Records contained in a dataset
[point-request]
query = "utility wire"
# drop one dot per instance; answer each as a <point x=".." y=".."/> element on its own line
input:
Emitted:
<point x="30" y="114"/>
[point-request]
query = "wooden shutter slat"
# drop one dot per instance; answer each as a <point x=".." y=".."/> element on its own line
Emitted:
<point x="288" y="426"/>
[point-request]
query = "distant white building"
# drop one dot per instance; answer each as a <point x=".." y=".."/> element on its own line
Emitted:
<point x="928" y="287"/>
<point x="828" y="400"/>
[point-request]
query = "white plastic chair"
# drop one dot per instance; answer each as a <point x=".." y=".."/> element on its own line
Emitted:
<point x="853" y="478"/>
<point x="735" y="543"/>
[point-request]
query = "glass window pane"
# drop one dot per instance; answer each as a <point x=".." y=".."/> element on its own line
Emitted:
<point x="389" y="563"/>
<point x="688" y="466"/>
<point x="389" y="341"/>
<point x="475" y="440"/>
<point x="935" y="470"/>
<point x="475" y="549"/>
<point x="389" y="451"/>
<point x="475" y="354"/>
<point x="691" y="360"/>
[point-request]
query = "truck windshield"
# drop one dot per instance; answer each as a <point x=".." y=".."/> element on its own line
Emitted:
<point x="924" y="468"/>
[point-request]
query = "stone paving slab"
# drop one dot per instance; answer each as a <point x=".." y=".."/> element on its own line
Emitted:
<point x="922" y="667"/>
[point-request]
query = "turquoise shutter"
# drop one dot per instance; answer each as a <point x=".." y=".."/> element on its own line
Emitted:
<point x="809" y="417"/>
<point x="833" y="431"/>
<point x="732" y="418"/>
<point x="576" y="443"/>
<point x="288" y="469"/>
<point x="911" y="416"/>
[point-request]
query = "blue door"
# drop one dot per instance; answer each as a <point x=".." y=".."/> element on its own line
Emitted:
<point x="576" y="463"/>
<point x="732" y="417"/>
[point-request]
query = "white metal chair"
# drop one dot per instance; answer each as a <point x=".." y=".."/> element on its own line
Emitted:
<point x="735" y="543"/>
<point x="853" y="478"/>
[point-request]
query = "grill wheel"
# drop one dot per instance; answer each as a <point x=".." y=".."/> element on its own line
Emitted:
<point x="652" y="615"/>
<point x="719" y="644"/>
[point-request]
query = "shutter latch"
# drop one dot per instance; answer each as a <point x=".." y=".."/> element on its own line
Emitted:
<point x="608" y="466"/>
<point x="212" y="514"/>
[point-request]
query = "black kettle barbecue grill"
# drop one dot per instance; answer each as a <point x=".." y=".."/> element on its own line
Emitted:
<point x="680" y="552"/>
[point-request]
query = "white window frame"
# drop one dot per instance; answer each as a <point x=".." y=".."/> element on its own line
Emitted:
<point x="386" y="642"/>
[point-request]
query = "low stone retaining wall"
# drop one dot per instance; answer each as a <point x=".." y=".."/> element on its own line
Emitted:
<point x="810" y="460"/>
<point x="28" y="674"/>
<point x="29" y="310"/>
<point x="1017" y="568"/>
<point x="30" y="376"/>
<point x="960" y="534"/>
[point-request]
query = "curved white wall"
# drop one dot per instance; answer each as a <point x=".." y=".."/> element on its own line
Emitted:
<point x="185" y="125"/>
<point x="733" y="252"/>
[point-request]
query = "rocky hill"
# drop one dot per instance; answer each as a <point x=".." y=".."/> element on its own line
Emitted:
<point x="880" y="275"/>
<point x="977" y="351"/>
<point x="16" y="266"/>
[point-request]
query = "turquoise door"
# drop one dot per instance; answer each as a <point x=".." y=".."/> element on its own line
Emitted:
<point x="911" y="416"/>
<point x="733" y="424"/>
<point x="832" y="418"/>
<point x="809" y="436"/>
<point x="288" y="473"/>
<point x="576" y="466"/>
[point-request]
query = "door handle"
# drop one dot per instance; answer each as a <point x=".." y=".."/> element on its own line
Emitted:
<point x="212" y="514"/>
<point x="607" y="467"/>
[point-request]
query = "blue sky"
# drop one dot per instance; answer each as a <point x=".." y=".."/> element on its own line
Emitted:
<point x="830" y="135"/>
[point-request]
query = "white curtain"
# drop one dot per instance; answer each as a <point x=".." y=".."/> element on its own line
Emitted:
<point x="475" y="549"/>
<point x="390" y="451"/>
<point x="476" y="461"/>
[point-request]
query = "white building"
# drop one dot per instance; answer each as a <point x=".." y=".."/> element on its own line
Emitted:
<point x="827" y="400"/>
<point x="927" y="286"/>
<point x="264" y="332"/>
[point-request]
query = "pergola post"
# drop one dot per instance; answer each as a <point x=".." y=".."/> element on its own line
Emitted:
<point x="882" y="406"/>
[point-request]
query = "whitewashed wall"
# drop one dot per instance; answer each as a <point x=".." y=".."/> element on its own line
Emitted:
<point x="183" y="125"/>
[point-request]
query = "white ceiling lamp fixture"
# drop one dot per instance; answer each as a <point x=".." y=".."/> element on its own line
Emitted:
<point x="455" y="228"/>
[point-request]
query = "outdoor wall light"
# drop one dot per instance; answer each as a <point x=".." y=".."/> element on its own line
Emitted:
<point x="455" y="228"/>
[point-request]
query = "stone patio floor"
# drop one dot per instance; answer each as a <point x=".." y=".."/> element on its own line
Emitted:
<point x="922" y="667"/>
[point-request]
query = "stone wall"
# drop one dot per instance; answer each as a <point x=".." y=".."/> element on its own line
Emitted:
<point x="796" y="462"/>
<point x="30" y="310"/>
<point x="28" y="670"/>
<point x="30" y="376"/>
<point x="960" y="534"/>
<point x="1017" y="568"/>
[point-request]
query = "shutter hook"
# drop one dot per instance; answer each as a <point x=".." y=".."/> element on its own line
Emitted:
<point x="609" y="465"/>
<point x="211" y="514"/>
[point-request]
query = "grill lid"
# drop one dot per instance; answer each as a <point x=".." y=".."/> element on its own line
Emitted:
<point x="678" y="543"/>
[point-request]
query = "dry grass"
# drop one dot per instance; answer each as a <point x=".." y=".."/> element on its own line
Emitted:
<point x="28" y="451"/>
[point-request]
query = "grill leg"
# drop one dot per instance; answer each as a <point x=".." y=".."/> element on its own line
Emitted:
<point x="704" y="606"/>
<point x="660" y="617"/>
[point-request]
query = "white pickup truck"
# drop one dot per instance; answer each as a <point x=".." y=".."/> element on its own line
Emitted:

Goal
Print every record above exactly as written.

Task solution
[point-request]
query = "utility wire"
# drop one dot per instance; answer each as a <point x=".." y=".."/> element on its own line
input:
Emitted:
<point x="30" y="114"/>
[point-request]
query = "wooden shutter slat"
# drop one dot per instance; answer each as a <point x=".." y=".."/> element on its own line
Emitted:
<point x="288" y="426"/>
[point-request]
query = "distant white building"
# drop one dot per instance; answer each as a <point x=".." y=".."/> element on its own line
Emitted:
<point x="928" y="287"/>
<point x="828" y="400"/>
[point-request]
query = "white plastic chair"
# drop one dot per instance; answer each as a <point x=".." y=".."/> element on its own line
Emitted:
<point x="853" y="478"/>
<point x="735" y="543"/>
[point-request]
query = "glass window pane"
# drop one dot per instance; answer each as a <point x=".." y=".."/> element on its own line
Emitted:
<point x="389" y="563"/>
<point x="688" y="466"/>
<point x="389" y="341"/>
<point x="475" y="440"/>
<point x="935" y="470"/>
<point x="475" y="549"/>
<point x="389" y="451"/>
<point x="475" y="354"/>
<point x="691" y="360"/>
[point-request]
query = "truck windshield"
# drop one dot per instance; answer each as a <point x=".." y=".."/> element on its own line
Emitted:
<point x="924" y="468"/>
[point-request]
query = "stone paving slab"
# drop one dot per instance; answer each as a <point x=".." y=".."/> element on its own line
Emitted:
<point x="922" y="667"/>
[point-request]
query = "turquoise shutter"
# drop one dot per instance; answer each as a <point x=".." y=".."/> element on its own line
Emitted:
<point x="809" y="417"/>
<point x="833" y="431"/>
<point x="732" y="418"/>
<point x="576" y="443"/>
<point x="288" y="469"/>
<point x="911" y="416"/>
[point-request]
query = "blue door"
# drop one dot per instance; answer each as a <point x=".." y=".."/> element on its own line
Emitted:
<point x="576" y="463"/>
<point x="732" y="417"/>
[point-request]
query = "white metal chair"
# drop one dot per instance; answer each as a <point x=".." y=".."/> element on its own line
Emitted:
<point x="735" y="543"/>
<point x="853" y="478"/>
[point-request]
query = "grill wheel"
# drop one dot per instance; answer each as a <point x=".." y=".."/> element on its own line
Emitted:
<point x="652" y="615"/>
<point x="719" y="644"/>
[point-request]
query = "shutter latch"
# drop one dot per instance; answer each as a <point x=".." y=".."/> element on its own line
Emitted:
<point x="608" y="466"/>
<point x="212" y="514"/>
[point-request]
query = "black kettle barbecue grill"
# drop one dot per instance; answer each as a <point x=".." y=".."/> element on its own line
Emitted:
<point x="680" y="552"/>
[point-request]
query = "white window frame"
# drop one dot per instance; answer each as a <point x=".." y=".."/> element on its own line
Emitted:
<point x="386" y="642"/>
[point-request]
query = "low stone retaining wall"
# drop one dot per instance; answer each as a <point x=".." y=".."/> element on its own line
Emitted:
<point x="810" y="460"/>
<point x="28" y="674"/>
<point x="29" y="310"/>
<point x="1017" y="568"/>
<point x="30" y="376"/>
<point x="960" y="534"/>
[point-request]
query = "curved white wall"
# drop one dot per instance; answer each as a <point x=".." y=".."/> element on its own line
Emitted:
<point x="185" y="125"/>
<point x="733" y="252"/>
[point-request]
query = "rocky hill"
# drop one dot per instance; answer each as a <point x=".." y=".."/> element on its own line
Emitted:
<point x="880" y="275"/>
<point x="977" y="351"/>
<point x="16" y="266"/>
[point-request]
query = "turquoise door"
# drop one dot per instance; answer each as a <point x=".." y=".."/> element on its own line
Emitted:
<point x="911" y="416"/>
<point x="733" y="424"/>
<point x="832" y="418"/>
<point x="809" y="436"/>
<point x="288" y="473"/>
<point x="576" y="466"/>
[point-request]
query = "door handle"
# drop one dot per instance; answer each as a <point x=".." y=".."/> element on its own line
Emitted:
<point x="212" y="514"/>
<point x="607" y="467"/>
[point-request]
query = "blue sky"
# drop one dot per instance; answer each as a <point x=".." y=".."/> element on its own line
Emitted:
<point x="830" y="135"/>
[point-request]
query = "white curtain"
# drop one dot per instance; answer each as a <point x=".." y=".."/> element on its own line
Emitted:
<point x="475" y="549"/>
<point x="390" y="451"/>
<point x="476" y="461"/>
[point-request]
query = "white building"
# drop one dot per instance; answer each as a <point x=".." y=".."/> element on its own line
Emitted:
<point x="827" y="400"/>
<point x="927" y="286"/>
<point x="264" y="332"/>
[point-request]
query = "pergola post"
# drop one dot per instance; answer each as a <point x=".." y=".."/> element on its own line
Emitted:
<point x="882" y="406"/>
[point-request]
query = "whitewashed wall"
# drop one dot per instance; answer each as a <point x=".." y=".."/> element on its own line
Emitted:
<point x="183" y="125"/>
[point-request]
query = "white ceiling lamp fixture"
# drop one dot per instance; answer each as a <point x=".." y=".."/> element on its own line
Emitted:
<point x="455" y="228"/>
[point-request]
query = "outdoor wall light"
# drop one dot per instance; answer each as a <point x=".." y=".."/> element on its own line
Emitted:
<point x="455" y="228"/>
[point-request]
query = "stone patio floor"
# drop one dot per instance; answer each as a <point x=".." y=".."/> element on its own line
Emitted:
<point x="922" y="667"/>
[point-request]
query = "stone wall"
# drop one dot per instance; answer each as a <point x=".." y=".."/> element on its own line
Emitted:
<point x="796" y="462"/>
<point x="30" y="310"/>
<point x="28" y="670"/>
<point x="30" y="376"/>
<point x="960" y="534"/>
<point x="1017" y="568"/>
[point-request]
query = "shutter hook"
# drop one dot per instance; answer each as a <point x=".." y=".."/> element on its own line
Emitted:
<point x="609" y="465"/>
<point x="211" y="514"/>
[point-request]
query = "grill lid"
# drop one dot per instance; answer each as a <point x=".." y=".."/> element on its own line
Emitted:
<point x="678" y="543"/>
[point-request]
query = "dry grass"
# drop one dot per instance; answer each as a <point x=".." y=".."/> element on its own line
Emitted:
<point x="28" y="451"/>
[point-request]
query = "grill leg"
# drop one dot per instance; answer each as a <point x=".." y=".."/> element on its own line
Emitted:
<point x="704" y="606"/>
<point x="660" y="617"/>
[point-request]
query = "white pickup truck"
# drop one dot per instance; answer each as a <point x=".." y=".."/> element on its own line
Emitted:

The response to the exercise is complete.